(Records shown)
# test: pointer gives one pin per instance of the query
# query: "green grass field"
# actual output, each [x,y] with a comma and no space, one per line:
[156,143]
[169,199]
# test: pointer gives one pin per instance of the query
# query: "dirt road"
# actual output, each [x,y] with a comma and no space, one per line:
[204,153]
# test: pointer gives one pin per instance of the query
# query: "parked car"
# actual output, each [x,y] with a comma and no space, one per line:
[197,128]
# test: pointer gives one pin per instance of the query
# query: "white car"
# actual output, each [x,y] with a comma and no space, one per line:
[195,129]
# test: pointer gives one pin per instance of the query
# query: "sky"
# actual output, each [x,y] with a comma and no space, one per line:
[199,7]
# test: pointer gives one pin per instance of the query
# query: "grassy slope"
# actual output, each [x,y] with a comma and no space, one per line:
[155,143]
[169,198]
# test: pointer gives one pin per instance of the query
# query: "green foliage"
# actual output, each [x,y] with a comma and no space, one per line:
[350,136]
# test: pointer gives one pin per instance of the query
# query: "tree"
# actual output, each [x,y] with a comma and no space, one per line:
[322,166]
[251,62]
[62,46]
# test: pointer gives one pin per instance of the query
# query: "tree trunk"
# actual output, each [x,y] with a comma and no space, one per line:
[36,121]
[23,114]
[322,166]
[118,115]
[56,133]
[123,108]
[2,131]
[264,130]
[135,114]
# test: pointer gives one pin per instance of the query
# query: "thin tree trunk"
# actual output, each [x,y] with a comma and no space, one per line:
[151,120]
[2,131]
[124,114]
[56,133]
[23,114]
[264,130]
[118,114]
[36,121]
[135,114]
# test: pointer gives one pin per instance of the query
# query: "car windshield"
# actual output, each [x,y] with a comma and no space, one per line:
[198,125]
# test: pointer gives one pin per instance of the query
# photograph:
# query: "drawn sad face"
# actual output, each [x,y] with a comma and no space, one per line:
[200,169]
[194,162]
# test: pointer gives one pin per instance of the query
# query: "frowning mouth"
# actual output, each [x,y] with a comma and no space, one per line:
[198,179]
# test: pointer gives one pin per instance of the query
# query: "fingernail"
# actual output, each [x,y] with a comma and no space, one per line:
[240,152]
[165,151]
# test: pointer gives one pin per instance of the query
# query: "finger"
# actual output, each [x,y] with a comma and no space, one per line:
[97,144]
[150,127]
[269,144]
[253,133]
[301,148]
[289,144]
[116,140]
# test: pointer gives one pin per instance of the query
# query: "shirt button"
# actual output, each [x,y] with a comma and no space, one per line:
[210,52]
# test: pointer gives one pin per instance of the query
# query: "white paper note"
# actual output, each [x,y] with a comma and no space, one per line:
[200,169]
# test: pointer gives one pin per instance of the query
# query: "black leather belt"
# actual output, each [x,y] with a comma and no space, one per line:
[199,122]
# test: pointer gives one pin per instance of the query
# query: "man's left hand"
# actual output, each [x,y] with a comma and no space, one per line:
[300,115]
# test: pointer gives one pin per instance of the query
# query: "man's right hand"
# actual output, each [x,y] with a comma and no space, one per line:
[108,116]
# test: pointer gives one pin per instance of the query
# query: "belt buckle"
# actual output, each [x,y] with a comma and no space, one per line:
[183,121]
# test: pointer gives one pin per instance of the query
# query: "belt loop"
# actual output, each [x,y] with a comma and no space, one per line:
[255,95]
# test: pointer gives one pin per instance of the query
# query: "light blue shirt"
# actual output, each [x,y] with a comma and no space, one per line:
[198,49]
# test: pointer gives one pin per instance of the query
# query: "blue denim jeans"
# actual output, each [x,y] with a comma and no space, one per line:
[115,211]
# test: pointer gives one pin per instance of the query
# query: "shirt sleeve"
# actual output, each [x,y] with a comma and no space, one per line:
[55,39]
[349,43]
(End Records shown)
**Exercise directions:** Copy out each line from the listing that contains the string "white".

**Output of the exercise:**
# query: "white car"
# query: "white paper note"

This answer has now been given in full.